--- Source text ---
The Computer Visionaries: Final Update

Rishab Kaup, Karthik Praturu, Noah Sutter and Austen Schunk
Fall 2018 CS 4476 Computer Vision: Final Project
Georgia Tech

Abstract

Style transfer is a method of transferring the style of an image, like a painting, to another image. This is useful for creating new types of computer generated artwork, and it can even be used for videos. Our approach focuses on exploring and optimizing the actual style transfer for videos, as well as the inference time of models used for style transfer. We have found key areas for improvement in the most popular style transfer algorithm currently in use (shown in [1]) through our experiments and propose a modified structure for possible better performance, and faster inference.

Introduction

Style transfer algorithms produce very artistic and often seemingly imaginative outputs, making it a very popular way to filter images and generate abstract art. Tools like the Deep Dream Generator use style transfer algorithms to generate visual content for consumer use or research purposes. Real-time style transfer can be used for augmented reality applications and videos by applying the transformation frame-by-frame, but this requires faster methods for determining how to transfer style.

The modern style transfer algorithm, introduced by Johnson et al., works as shown in the following figure:

Johnson et al. Style Tranfer Pipeline [1]

The algorithm is split up into two parts, an image transformation network (ITN) and a loss network. The loss network is a pre-trained VGG16 network meant for image classification, and it defines weighted functions of feature reconstruction loss and style reconstruction loss. Most modern style transfer implementations make use of the same loss network. The loss functions generated by the loss network are used when training the image transformation network (ITN), and training the ITN introduced in [1] involves fixing a style image and feeding through a large database of content images. The ITN introduced by Johnson et al. incorporates a convolutional neural network with multiple convolutional and pooling layers throughout; however, other modern implementations use different approaches. For example, the method introduced in [7] has an ITN that matches the mean and variance of intermediate features, and the ITN in [8] uses a network that attempts to minimize the difference of centered covariance between the loss network output and the combined style and content images.

We approached the problem of style transfer by first taking into account what currently exists, and then modifying and combining the traits present in each method to try and achieve an algorithm better suited for modern, high-quality and fast videos. Specifically, we attempted to make the videos created smoother and more pleasing to the eye. Additionally, we wanted to implement model compression with two goals in mind. The first goal is to simply reduce the size of the model, because the original architecture is a massive 150Mb. The second is to use the compressed model to perform faster stylizations.

Approach

Part 1: Smoother Videos

In order to create smoother videos, we decided to approach the problem using post processing rather than training. This is because the other major problem that we are attempting to solve is the long inference times we have encountered throughout the process. In this vein, there are several method through which we attempted to improve the flickering effect of stylizing videos:

Gaussian Filtering
Interpolation of video (predicting frames between frames)
Frame subtraction
Optical Flow

These attempted changes were what we rationalized as having the best chance of success of making the videos smoother, and reduce the flickering effect.
--- Items ---
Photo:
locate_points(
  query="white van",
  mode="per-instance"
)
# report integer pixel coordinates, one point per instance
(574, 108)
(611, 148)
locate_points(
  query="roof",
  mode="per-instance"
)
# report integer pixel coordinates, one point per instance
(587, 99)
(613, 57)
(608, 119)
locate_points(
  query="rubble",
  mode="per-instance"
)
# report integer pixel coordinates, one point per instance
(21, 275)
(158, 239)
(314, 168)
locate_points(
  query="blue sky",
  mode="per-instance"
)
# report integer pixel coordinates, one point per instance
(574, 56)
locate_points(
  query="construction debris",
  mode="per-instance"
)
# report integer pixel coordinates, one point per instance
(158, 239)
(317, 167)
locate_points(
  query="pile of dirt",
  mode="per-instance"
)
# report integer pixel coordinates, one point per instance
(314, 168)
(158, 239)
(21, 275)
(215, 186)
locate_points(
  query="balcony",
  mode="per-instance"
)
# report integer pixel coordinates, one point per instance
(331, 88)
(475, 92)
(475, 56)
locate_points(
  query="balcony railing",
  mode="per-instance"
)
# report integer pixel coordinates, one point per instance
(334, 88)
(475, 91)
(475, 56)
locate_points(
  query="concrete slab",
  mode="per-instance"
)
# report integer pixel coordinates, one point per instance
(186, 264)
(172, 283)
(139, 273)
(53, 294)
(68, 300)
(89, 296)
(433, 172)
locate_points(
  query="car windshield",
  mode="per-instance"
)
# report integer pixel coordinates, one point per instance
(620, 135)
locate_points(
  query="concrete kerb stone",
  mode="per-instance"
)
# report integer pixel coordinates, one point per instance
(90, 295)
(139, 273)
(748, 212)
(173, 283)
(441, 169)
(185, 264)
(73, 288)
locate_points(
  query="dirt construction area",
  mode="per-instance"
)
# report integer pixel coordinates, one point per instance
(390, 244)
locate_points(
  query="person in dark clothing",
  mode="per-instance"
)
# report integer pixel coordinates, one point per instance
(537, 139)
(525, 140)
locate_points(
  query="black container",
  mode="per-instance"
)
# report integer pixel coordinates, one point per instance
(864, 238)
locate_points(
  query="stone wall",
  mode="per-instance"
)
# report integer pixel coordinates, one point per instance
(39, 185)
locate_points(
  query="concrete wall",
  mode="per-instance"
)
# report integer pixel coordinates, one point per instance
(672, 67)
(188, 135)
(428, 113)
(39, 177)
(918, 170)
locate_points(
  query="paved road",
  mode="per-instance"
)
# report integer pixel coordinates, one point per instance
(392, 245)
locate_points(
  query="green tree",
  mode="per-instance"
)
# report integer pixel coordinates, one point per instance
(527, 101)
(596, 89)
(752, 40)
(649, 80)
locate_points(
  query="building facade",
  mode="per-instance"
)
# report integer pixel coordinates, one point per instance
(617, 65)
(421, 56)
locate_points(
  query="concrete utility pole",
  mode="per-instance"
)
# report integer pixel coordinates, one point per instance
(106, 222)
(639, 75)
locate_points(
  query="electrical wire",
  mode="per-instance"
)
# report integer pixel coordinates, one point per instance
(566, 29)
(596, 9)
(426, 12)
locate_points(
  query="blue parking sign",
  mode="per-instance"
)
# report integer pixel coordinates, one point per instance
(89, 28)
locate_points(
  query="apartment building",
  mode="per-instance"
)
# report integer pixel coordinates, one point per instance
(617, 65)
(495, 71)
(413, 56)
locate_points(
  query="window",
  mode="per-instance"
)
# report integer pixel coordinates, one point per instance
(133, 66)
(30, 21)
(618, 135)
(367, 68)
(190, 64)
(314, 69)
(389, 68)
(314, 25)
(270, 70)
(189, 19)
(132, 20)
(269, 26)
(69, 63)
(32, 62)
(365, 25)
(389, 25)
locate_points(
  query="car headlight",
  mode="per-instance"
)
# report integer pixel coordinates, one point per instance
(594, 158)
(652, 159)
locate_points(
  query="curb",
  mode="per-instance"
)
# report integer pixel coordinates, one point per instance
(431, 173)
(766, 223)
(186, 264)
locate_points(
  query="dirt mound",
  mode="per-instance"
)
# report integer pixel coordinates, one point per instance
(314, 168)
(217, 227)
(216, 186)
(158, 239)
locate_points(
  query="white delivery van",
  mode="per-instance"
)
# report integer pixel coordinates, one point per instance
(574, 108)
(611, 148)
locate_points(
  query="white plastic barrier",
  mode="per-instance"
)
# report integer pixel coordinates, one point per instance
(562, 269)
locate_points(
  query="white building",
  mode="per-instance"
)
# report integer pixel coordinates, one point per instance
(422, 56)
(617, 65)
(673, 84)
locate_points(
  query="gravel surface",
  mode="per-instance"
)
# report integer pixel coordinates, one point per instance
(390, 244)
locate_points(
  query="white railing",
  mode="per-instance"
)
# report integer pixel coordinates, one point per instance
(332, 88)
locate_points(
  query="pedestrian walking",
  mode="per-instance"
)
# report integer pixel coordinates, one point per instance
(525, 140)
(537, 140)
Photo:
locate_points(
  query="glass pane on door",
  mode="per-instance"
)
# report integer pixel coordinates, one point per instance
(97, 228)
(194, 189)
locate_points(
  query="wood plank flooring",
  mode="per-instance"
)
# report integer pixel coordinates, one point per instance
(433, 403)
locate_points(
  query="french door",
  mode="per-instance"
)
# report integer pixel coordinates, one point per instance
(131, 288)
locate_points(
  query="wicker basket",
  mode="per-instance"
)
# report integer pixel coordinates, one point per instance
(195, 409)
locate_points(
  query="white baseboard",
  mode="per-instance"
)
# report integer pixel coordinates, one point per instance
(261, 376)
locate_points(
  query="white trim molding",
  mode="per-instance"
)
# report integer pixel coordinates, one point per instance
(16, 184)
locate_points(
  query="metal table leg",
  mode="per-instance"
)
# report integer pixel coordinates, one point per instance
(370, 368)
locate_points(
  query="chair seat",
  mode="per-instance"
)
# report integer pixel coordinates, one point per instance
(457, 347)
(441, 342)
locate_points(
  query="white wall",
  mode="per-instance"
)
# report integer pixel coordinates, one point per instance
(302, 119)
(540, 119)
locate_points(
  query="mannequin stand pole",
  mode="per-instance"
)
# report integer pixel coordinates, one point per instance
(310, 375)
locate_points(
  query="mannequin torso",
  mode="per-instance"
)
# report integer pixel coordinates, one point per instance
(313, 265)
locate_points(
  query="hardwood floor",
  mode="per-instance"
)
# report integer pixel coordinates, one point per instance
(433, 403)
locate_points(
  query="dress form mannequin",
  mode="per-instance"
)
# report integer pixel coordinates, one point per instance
---
• **Tasks for this exercise**
**a.** Condense the paragraph in the style transfer project update that begins "We approached the problem of style transfer" into a short bulleted list that keeps its main facts.
**b.** According to the style transfer project update, which methods did the team try in order to reduce the flickering effect when stylizing videos? List every one.

• **Task-by-task answers**
**a.**
- The team started from existing style transfer methods, then modified and combined their traits to build an algorithm better suited to modern, high-quality, fast videos.
- One aim was to make the resulting videos smoother and more pleasing to the eye.
- They also set out to implement model compression with two goals:
  - Reduce the size of the model, since the original architecture is 150Mb.
  - Use the compressed model to perform faster stylizations.

**b.**
- Gaussian filtering
- Interpolation of video (predicting frames between frames)
- Frame subtraction
- Optical flow